DATASET.
>>>>

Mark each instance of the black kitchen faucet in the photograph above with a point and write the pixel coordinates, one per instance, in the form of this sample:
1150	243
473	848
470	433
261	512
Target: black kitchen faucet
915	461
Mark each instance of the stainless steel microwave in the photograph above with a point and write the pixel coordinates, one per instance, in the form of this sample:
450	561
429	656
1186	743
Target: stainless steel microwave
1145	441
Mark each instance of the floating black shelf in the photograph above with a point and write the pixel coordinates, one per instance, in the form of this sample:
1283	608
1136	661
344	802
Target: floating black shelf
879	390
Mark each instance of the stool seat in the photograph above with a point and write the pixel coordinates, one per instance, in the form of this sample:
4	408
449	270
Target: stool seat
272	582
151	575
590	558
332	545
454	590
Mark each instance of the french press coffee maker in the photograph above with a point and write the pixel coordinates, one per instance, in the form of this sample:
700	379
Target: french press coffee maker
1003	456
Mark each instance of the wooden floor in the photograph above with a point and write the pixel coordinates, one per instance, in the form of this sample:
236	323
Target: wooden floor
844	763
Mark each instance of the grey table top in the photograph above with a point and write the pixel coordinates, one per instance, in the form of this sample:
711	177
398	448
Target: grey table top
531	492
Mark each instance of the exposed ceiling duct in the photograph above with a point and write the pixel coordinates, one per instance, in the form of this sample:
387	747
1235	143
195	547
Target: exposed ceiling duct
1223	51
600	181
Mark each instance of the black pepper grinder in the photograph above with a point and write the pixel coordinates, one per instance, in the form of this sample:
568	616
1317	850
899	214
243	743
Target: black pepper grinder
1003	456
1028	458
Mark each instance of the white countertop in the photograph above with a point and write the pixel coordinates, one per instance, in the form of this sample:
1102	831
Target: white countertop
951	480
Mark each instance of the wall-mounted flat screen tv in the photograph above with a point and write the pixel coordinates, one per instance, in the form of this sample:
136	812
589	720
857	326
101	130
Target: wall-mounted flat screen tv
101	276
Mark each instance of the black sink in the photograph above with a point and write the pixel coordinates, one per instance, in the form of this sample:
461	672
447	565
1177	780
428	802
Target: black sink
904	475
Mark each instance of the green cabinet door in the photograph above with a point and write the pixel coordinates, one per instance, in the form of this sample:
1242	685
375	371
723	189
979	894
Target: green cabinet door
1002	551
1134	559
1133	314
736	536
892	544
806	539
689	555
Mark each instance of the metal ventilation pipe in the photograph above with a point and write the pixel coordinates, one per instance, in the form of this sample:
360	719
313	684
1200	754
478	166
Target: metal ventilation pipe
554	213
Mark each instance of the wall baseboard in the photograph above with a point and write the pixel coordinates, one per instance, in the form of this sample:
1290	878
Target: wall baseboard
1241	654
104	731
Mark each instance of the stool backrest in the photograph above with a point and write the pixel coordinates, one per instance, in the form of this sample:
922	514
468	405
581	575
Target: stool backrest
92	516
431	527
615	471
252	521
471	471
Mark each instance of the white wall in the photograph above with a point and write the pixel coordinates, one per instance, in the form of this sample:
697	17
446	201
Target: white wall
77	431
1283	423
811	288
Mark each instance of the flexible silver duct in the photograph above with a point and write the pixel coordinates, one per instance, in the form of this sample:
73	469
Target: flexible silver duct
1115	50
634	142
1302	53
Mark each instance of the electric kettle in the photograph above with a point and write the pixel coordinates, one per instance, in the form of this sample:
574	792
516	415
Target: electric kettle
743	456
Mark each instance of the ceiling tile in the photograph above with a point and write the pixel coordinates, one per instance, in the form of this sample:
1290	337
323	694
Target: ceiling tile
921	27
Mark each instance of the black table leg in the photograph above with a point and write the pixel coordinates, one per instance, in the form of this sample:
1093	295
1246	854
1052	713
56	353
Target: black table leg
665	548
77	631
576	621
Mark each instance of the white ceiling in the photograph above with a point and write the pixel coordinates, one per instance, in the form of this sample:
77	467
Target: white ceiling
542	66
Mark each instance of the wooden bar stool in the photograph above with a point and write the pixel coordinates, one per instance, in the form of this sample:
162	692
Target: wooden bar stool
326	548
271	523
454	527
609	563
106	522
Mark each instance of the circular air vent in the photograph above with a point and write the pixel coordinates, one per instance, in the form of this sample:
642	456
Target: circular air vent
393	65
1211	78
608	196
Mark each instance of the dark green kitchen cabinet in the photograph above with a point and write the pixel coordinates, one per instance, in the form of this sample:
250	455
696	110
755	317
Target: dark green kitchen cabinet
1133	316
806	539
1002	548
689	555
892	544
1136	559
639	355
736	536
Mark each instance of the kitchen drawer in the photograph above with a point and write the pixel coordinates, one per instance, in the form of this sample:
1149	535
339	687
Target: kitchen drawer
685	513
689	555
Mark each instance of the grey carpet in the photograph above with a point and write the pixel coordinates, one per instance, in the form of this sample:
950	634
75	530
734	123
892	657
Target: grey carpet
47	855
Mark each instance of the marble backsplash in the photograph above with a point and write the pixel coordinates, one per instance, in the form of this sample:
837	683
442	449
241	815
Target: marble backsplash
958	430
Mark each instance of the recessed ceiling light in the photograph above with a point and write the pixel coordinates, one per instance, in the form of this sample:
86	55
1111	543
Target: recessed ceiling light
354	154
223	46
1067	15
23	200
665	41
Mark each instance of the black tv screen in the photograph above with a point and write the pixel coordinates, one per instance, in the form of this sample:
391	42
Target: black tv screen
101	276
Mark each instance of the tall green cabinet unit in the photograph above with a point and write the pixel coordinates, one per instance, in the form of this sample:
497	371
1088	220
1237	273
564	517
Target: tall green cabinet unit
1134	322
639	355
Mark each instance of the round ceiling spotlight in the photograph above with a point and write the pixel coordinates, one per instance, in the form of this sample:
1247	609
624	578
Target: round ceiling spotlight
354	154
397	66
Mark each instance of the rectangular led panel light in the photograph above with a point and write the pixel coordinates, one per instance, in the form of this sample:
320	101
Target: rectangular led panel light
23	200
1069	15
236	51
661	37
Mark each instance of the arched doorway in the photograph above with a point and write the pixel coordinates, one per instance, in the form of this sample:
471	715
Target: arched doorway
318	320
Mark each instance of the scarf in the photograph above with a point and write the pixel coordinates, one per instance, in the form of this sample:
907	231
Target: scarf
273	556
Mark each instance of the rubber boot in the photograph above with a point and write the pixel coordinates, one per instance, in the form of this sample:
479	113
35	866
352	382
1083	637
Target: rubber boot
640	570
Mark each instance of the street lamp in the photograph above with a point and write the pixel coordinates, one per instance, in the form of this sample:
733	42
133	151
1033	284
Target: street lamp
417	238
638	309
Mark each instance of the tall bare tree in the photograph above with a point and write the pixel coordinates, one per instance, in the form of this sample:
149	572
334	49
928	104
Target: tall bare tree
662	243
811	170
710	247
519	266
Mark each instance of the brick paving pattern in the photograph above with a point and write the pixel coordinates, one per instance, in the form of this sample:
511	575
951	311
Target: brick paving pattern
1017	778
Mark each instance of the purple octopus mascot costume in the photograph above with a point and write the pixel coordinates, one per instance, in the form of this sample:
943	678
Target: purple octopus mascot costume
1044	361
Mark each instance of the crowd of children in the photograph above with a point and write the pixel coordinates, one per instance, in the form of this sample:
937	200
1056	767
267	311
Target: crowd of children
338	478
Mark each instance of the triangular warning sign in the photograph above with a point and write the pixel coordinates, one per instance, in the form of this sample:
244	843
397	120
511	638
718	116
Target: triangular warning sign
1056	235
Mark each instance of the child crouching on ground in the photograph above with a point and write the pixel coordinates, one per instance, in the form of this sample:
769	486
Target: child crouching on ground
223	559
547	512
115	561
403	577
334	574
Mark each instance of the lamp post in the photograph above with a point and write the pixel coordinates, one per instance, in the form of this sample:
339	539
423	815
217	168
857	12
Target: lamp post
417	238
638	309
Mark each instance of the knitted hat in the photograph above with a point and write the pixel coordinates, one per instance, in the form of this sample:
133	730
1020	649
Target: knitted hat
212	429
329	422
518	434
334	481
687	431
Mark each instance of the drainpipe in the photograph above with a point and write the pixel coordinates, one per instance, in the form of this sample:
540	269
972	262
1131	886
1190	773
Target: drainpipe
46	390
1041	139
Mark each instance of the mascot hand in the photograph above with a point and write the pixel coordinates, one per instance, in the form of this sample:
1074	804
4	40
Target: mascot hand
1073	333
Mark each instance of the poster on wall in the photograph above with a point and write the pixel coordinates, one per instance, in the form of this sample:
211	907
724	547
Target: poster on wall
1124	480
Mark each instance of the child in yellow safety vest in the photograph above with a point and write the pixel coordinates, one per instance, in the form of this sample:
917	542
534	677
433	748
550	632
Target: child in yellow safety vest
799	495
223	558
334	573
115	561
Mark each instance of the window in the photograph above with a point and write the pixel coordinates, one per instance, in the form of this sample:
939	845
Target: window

<<<<

WHAT YOU ARE ASKED TO DO.
Go line by line through the records above and copy each one containing "window".

TASK RESULT.
Mark each instance of the window in the photograph above with a point and write the pixel coordinates, one per instance, in the form of this sample:
Target: window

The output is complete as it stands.